* begin *

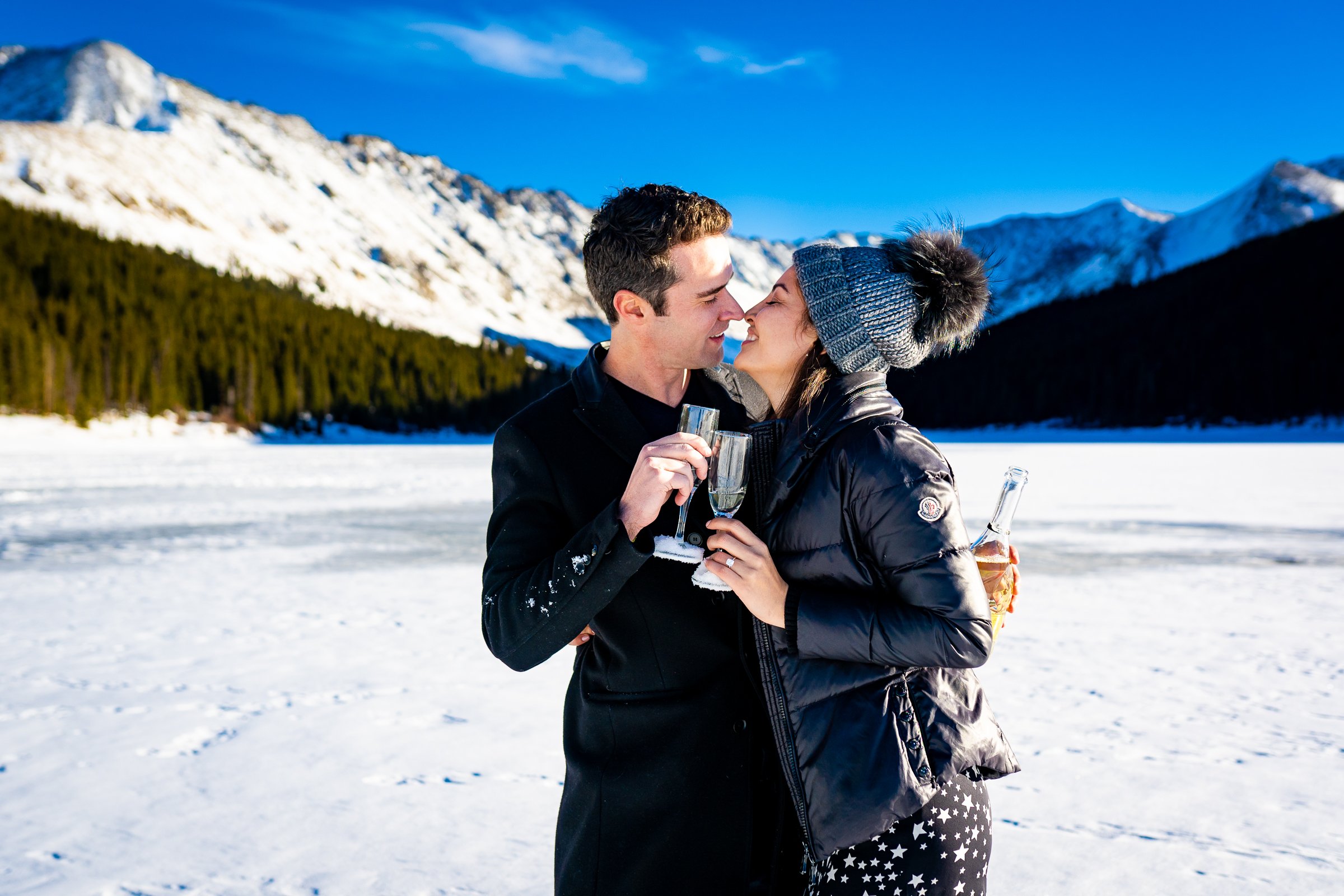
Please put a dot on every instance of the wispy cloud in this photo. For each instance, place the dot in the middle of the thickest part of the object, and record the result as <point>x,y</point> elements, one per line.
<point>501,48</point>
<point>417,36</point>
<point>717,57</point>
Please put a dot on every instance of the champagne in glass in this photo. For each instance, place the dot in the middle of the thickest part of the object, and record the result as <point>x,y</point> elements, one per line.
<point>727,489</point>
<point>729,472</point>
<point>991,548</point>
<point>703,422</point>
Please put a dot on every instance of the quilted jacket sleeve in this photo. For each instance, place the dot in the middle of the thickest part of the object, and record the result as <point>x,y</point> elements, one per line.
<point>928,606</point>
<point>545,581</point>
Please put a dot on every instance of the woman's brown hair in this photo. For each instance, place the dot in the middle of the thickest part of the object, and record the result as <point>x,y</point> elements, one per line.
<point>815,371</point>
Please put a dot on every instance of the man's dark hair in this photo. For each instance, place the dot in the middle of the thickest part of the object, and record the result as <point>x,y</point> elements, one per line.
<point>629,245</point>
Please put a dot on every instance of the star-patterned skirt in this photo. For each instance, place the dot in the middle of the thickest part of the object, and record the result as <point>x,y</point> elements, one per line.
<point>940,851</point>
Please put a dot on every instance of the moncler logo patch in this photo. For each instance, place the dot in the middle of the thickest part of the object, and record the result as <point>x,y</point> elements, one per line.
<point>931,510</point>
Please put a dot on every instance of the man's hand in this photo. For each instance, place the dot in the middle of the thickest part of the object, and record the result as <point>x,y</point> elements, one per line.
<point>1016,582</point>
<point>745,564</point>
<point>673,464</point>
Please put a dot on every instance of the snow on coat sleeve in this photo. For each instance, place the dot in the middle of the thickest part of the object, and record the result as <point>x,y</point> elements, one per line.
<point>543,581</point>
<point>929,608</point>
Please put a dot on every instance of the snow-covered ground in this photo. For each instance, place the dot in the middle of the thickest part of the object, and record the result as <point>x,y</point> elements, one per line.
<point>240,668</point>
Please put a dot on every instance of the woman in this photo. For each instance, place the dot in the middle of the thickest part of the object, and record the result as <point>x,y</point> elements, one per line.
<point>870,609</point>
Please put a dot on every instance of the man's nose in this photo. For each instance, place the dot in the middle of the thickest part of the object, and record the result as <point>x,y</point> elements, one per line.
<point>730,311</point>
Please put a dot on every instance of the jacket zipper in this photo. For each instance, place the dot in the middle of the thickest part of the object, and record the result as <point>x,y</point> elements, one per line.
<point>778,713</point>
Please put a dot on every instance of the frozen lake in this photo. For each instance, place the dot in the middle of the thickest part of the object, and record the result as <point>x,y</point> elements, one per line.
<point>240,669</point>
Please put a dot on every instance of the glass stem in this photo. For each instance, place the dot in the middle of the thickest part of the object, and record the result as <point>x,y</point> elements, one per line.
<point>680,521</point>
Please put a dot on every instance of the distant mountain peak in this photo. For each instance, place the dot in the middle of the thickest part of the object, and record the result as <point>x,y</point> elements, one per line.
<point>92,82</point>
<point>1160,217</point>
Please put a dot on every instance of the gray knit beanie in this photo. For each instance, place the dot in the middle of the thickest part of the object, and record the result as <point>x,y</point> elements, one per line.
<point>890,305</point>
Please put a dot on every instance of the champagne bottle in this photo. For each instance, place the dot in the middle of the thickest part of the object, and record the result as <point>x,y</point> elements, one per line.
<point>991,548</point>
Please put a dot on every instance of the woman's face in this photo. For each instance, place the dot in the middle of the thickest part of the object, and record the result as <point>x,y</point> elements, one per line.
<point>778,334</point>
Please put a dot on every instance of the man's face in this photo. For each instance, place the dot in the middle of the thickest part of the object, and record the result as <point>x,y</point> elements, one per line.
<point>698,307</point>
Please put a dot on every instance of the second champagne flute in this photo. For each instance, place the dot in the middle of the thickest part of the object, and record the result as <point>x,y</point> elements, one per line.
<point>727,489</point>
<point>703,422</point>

* end *

> _Task goal_: Scale the lines from the one containing "Please put a dot on every instance of the moncler" through the one containing "<point>673,464</point>", both included: rewrite only those lines, keeping the requests as they are, and multiply every point coordinate in the answers by 2.1, rounding to whole numbers with halves going up.

> _Task result_:
Please put a dot on every instance of the moncler logo patch in this photo. For each instance, place the dot in the middle of the thickest part of the object, and record the result as <point>x,y</point> elements, one per line.
<point>1955,1071</point>
Please put a dot on every instance of the man's hand in this photo. For each instance, place the dot in the middle of the thickest part of the object, and record the result as <point>x,y</point> elements, one per line.
<point>2134,1222</point>
<point>1565,1184</point>
<point>1413,974</point>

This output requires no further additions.